* [WHAT YOU NEED TO DO] Scale down the entries from the line containing "Could you identify the paper craft" through the end of the entries, both ends included, and write those lines out again with their requests. Multiply every coordinate in the answers by 0.25 and round each to a whole number, rounding halves up, but leave the numbers in the requests unchanged.

* [SOURCE RECORDS]
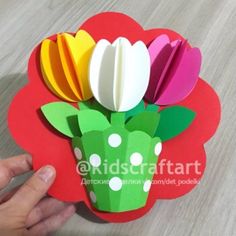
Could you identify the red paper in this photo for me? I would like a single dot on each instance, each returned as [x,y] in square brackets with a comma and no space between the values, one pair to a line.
[33,134]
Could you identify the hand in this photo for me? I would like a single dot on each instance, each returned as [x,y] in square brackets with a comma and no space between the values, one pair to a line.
[27,210]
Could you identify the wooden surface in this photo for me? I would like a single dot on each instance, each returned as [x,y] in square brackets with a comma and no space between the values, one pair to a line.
[210,209]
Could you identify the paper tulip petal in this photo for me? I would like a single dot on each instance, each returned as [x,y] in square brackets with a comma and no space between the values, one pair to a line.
[119,73]
[64,65]
[174,71]
[53,73]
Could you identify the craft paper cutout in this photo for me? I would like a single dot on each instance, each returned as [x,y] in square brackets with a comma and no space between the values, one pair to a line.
[134,142]
[64,65]
[48,147]
[119,73]
[174,70]
[174,120]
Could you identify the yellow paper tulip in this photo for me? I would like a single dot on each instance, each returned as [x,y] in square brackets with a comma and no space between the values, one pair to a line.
[64,65]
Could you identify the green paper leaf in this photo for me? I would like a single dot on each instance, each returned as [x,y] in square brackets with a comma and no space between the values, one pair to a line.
[90,120]
[173,121]
[94,105]
[146,121]
[136,110]
[118,118]
[62,117]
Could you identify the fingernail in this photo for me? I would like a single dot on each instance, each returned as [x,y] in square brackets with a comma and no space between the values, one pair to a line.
[70,210]
[46,173]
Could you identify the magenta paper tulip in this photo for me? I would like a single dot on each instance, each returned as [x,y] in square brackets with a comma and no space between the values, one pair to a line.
[174,70]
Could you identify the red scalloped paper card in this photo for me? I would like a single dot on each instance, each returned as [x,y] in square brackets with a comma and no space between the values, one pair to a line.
[29,130]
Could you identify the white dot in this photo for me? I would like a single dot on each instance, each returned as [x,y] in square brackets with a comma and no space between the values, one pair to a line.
[93,196]
[78,153]
[114,140]
[95,160]
[115,183]
[158,148]
[147,185]
[136,159]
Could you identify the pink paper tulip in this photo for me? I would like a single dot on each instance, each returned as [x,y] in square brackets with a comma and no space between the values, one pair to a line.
[174,70]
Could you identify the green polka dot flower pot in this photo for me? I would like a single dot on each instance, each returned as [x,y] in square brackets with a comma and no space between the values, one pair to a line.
[121,166]
[116,152]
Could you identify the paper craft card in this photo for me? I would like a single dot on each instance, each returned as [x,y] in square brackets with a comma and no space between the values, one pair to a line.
[120,112]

* [REPLY TO THE EXERCISE]
Could you identify the paper craft card in this photo for me? I would like a single dot on each instance, each returned as [x,y] in square brackets with a comma and no space between the values, one pair to a line.
[30,28]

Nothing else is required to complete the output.